=== Texto para estudo ===
Nova estratégia de medicina de precisão mostra eficácia em testes pré-clínicos e abre caminho para novos tratamentos. Imagem de aparelho de ultrassom mostra ovário com tumor
Cancer Genome Atlas/NIH
Uma nova abordagem de medicina de precisão desenvolvida por pesquisadores da Weill Cornell Medicine, nos Estados Unidos, identificou uma combinação de medicamentos que pode oferecer uma alternativa eficaz para o tratamento do câncer de ovário — um dos mais letais entre as mulheres.
O estudo, publicado nesta segunda-feira (7) na revista Cell Reports Medicine, demonstrou que o uso combinado de duas drogas experimentais conseguiu bloquear o crescimento do tumor e impedir que as células cancerígenas desenvolvessem resistência ao tratamento em testes de laboratório.
A descoberta representa um avanço importante diante das limitações dos tratamentos atuais. Segundo o Instituto Nacional do Câncer dos EUA, o câncer de ovário afeta cerca de 20 mil mulheres por ano no país, com uma taxa de sobrevida de apenas 50% após cinco anos.
No Brasil, é o oitavo câncer mais comum em mulheres, com cerca de 7.310 novos casos anualmente, segundo estimativas do Instituto Nacional do Câncer (INCA).
A forma mais comum de tratamento inclui cirurgia para retirada dos ovários seguida de quimioterapia — mas muitos casos voltam a aparecer com o tempo, muitas vezes mais agressivos e difíceis de tratar.
Novo olhar para o câncer: das mutações aos “caminhos” das células
O grande diferencial do estudo está na forma como os cientistas analisaram o câncer de ovário. Em vez de buscarem mutações genéticas específicas, como costuma ser feito na medicina de precisão, a equipe investigou quais vias de sinalização celular — isto é, os “caminhos” que instruem as células a crescerem e se multiplicarem — estavam hiperativas nos tumores.
===
- Enunciados das tarefas:
a - Traduza para o inglês esta frase do texto sobre câncer de ovário: "No Brasil, é o oitavo câncer mais comum em mulheres, com cerca de 7.310 novos casos anualmente, segundo estimativas do Instituto Nacional do Câncer (INCA)."
b - Extraia do texto sobre câncer de ovário o trecho que começa nas palavras "O estudo, publicado" e termina depois de "após cinco anos.".
=== Dados do exercício ===
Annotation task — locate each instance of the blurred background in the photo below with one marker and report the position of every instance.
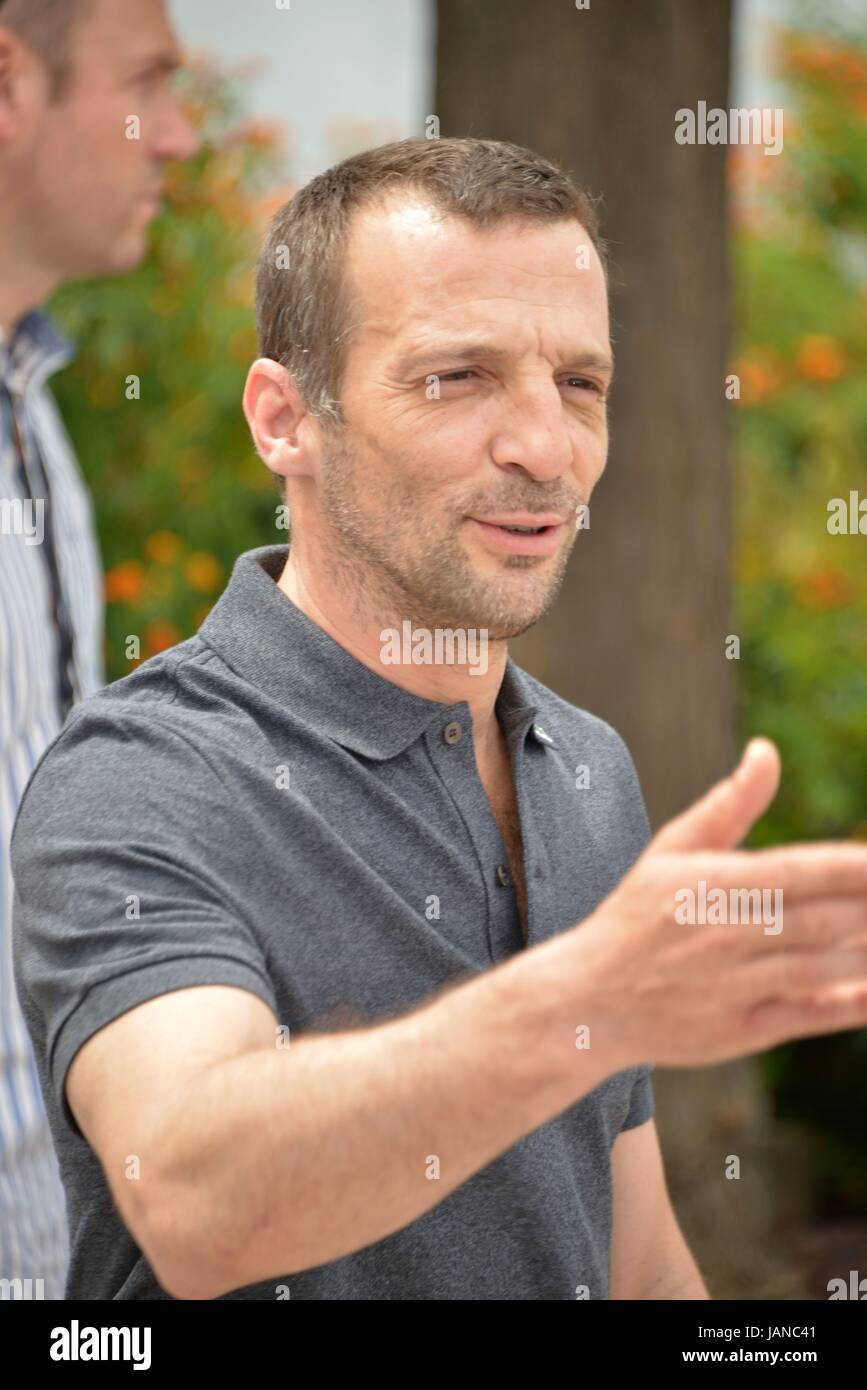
(739, 309)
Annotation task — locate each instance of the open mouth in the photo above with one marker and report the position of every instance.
(525, 540)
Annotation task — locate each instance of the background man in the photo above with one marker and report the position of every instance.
(75, 200)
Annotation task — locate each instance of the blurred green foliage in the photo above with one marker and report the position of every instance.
(799, 591)
(177, 485)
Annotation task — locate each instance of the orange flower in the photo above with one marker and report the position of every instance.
(159, 635)
(824, 588)
(203, 571)
(125, 583)
(163, 546)
(820, 357)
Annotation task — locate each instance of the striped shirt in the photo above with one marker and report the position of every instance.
(50, 656)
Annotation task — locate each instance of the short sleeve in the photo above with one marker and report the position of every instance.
(121, 890)
(642, 1105)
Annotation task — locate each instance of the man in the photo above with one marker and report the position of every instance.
(346, 975)
(75, 200)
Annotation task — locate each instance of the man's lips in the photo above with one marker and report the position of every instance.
(517, 542)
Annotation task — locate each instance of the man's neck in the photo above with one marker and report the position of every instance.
(22, 282)
(336, 615)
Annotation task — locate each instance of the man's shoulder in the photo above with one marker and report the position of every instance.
(559, 716)
(128, 736)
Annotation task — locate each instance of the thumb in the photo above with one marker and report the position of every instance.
(721, 818)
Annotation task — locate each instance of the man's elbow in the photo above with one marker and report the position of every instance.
(178, 1248)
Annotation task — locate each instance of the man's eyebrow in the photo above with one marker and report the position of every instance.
(163, 60)
(466, 349)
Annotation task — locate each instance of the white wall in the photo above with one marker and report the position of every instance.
(323, 63)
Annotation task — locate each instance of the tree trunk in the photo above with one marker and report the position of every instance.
(638, 634)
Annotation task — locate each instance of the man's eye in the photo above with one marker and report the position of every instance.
(584, 381)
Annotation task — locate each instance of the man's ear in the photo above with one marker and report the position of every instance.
(285, 434)
(22, 85)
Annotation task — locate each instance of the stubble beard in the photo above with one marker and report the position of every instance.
(388, 569)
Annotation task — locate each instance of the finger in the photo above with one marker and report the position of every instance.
(791, 976)
(834, 1009)
(824, 870)
(721, 818)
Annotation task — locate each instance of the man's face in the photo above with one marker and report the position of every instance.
(85, 192)
(518, 424)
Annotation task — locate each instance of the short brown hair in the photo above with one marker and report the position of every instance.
(302, 305)
(49, 28)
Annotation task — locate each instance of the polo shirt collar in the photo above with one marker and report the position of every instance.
(32, 352)
(268, 641)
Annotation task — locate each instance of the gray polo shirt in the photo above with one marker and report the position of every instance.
(256, 808)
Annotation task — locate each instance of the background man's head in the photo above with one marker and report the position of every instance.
(395, 446)
(77, 191)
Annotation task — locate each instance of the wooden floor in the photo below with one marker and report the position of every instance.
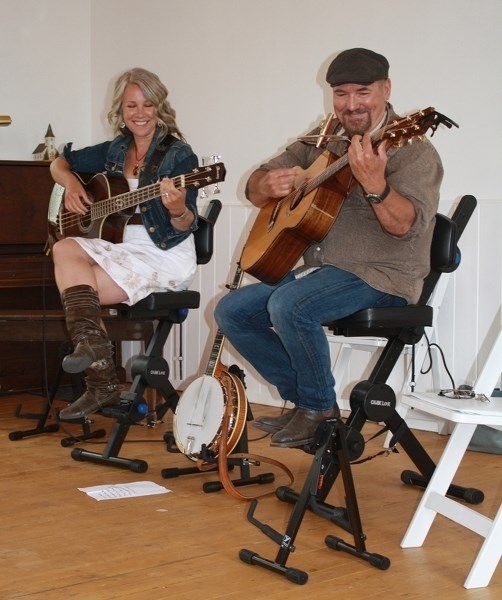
(58, 543)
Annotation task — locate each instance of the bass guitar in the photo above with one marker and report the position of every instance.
(284, 229)
(111, 203)
(200, 412)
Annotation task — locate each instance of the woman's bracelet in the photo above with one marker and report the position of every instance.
(180, 217)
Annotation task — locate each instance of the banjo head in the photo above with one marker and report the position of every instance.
(198, 416)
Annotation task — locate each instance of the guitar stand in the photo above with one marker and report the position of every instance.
(335, 446)
(131, 410)
(374, 402)
(42, 426)
(242, 447)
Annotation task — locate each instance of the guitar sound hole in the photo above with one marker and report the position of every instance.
(85, 222)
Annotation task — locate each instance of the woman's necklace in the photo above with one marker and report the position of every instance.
(139, 161)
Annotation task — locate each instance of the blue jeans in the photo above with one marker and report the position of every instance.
(279, 330)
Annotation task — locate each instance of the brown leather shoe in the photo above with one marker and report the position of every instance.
(302, 427)
(273, 424)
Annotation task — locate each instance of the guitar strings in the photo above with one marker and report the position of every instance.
(109, 205)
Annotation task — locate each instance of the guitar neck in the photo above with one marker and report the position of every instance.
(214, 358)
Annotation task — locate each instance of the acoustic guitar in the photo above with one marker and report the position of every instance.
(112, 205)
(284, 229)
(201, 409)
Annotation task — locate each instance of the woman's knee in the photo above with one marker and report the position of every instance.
(63, 249)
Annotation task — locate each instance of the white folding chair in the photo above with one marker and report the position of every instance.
(467, 414)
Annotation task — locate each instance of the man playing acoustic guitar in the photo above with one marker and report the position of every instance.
(374, 253)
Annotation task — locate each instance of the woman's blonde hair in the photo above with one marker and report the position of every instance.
(154, 90)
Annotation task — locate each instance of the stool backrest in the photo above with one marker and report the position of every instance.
(445, 255)
(203, 236)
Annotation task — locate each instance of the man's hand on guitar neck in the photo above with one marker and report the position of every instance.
(263, 186)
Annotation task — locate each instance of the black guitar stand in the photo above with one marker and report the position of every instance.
(42, 418)
(240, 448)
(334, 447)
(338, 446)
(149, 370)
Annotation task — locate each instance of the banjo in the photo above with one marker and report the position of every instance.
(198, 420)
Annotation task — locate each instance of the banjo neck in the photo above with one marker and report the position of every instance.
(214, 363)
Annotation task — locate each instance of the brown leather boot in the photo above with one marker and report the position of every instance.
(103, 389)
(83, 321)
(302, 427)
(273, 424)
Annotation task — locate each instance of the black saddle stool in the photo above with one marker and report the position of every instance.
(150, 370)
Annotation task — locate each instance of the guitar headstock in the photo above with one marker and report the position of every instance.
(205, 175)
(413, 126)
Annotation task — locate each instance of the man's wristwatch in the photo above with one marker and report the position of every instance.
(377, 198)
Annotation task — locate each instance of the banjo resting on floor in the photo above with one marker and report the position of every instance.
(198, 420)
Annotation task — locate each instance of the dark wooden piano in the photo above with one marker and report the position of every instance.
(32, 328)
(26, 275)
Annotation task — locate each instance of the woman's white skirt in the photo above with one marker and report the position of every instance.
(139, 267)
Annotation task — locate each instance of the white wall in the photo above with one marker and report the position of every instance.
(247, 77)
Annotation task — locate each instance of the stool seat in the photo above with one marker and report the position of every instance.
(384, 321)
(160, 304)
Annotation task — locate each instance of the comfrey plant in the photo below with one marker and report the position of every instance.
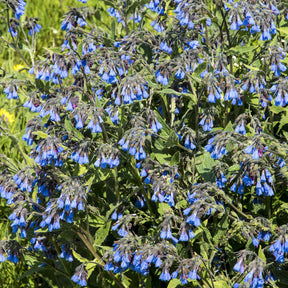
(157, 146)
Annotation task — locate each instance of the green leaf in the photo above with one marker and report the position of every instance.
(205, 166)
(251, 67)
(221, 230)
(79, 257)
(40, 134)
(175, 158)
(102, 233)
(277, 109)
(70, 128)
(174, 283)
(221, 284)
(242, 49)
(172, 140)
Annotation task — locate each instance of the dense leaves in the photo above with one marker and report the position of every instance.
(156, 149)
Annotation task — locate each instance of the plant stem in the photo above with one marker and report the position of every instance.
(14, 41)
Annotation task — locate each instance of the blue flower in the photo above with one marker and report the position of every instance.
(240, 128)
(165, 275)
(35, 28)
(162, 78)
(11, 92)
(19, 9)
(164, 47)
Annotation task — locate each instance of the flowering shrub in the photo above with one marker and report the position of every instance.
(158, 147)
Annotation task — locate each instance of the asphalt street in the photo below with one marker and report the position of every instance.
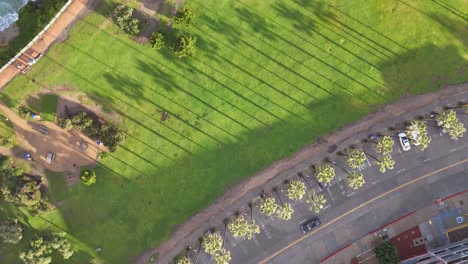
(417, 180)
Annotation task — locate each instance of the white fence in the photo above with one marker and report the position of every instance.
(39, 35)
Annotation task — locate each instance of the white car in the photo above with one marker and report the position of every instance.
(414, 135)
(404, 141)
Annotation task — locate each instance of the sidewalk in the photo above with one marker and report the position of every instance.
(43, 44)
(362, 251)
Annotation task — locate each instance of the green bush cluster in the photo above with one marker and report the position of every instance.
(41, 248)
(157, 40)
(6, 141)
(123, 17)
(22, 189)
(184, 16)
(108, 134)
(88, 177)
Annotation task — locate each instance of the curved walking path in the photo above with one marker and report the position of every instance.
(238, 196)
(62, 24)
(64, 144)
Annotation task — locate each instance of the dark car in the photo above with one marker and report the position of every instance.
(309, 225)
(323, 185)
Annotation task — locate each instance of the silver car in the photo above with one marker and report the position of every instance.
(404, 141)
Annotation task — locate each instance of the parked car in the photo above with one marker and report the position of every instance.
(309, 225)
(323, 185)
(415, 134)
(404, 141)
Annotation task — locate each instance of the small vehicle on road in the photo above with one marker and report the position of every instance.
(404, 141)
(309, 225)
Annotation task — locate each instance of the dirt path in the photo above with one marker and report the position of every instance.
(191, 229)
(66, 145)
(63, 23)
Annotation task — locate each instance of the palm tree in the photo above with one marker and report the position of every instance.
(384, 145)
(457, 131)
(355, 180)
(285, 211)
(296, 190)
(417, 132)
(356, 158)
(268, 206)
(385, 162)
(316, 201)
(238, 227)
(324, 173)
(222, 257)
(212, 243)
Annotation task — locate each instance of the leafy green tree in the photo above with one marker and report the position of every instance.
(222, 257)
(316, 201)
(448, 120)
(324, 173)
(417, 133)
(123, 17)
(88, 176)
(184, 16)
(384, 145)
(387, 253)
(185, 45)
(41, 248)
(59, 242)
(11, 231)
(65, 123)
(385, 162)
(268, 206)
(296, 190)
(81, 121)
(212, 243)
(355, 180)
(157, 40)
(356, 158)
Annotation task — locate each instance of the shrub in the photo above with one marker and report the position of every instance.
(88, 177)
(185, 45)
(184, 16)
(6, 142)
(157, 40)
(123, 18)
(81, 121)
(24, 112)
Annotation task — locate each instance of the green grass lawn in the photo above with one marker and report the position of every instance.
(268, 78)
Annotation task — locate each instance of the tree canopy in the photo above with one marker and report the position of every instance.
(11, 231)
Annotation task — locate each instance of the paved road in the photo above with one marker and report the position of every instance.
(414, 185)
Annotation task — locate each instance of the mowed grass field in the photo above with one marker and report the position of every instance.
(268, 78)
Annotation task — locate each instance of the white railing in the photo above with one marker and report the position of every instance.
(39, 35)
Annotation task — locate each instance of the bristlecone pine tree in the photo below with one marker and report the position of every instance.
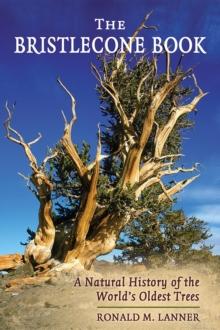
(146, 112)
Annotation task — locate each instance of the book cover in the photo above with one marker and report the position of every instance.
(109, 164)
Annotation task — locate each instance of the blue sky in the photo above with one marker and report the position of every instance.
(30, 80)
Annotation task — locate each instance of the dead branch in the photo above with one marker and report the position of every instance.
(176, 113)
(176, 188)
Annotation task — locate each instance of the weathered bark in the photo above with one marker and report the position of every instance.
(11, 261)
(95, 230)
(39, 249)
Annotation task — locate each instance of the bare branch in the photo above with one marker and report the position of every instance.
(111, 90)
(53, 155)
(19, 140)
(73, 102)
(168, 65)
(35, 140)
(176, 188)
(155, 104)
(176, 113)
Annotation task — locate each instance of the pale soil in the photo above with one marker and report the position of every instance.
(60, 305)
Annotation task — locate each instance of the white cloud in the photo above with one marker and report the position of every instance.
(215, 239)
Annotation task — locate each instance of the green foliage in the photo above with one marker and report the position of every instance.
(162, 236)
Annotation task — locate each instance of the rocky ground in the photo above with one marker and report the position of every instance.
(58, 304)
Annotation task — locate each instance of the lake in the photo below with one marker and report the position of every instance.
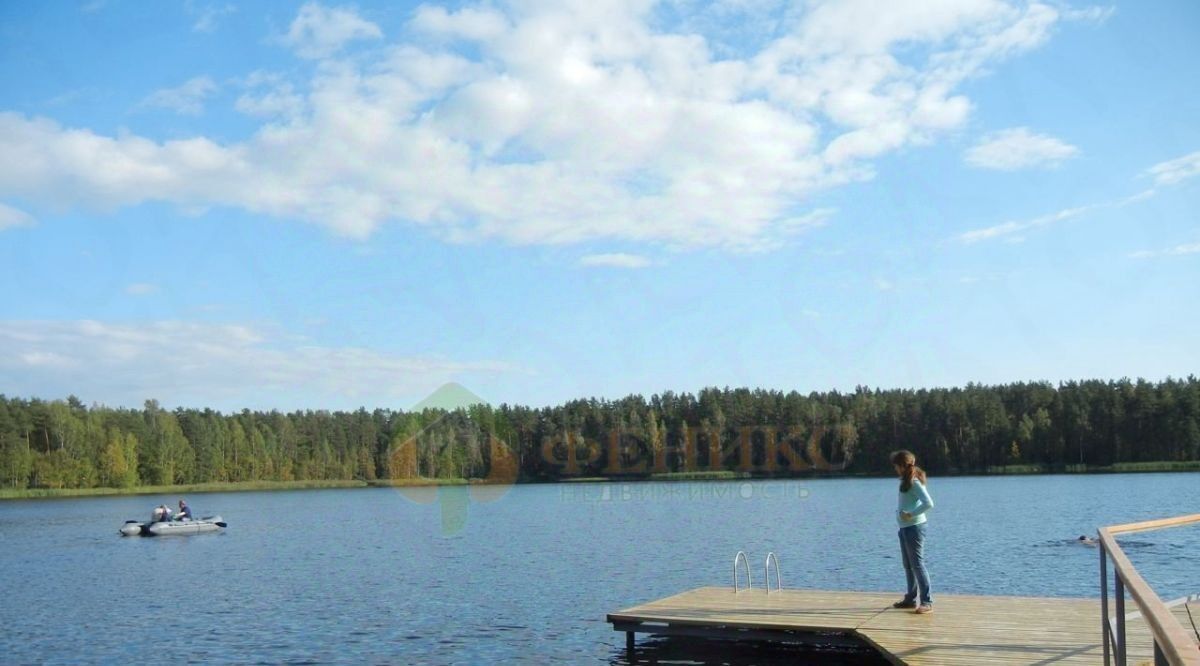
(526, 574)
===
- Gabarito:
a - In Brazil, it is the eighth most common cancer in women, with about 7,310 new cases annually, according to estimates from the National Cancer Institute (INCA).

b -
O estudo, publicado nesta segunda-feira (7) na revista Cell Reports Medicine, demonstrou que o uso combinado de duas drogas experimentais conseguiu bloquear o crescimento do tumor e impedir que as células cancerígenas desenvolvessem resistência ao tratamento em testes de laboratório.
A descoberta representa um avanço importante diante das limitações dos tratamentos atuais. Segundo o Instituto Nacional do Câncer dos EUA, o câncer de ovário afeta cerca de 20 mil mulheres por ano no país, com uma taxa de sobrevida de apenas 50% após cinco anos.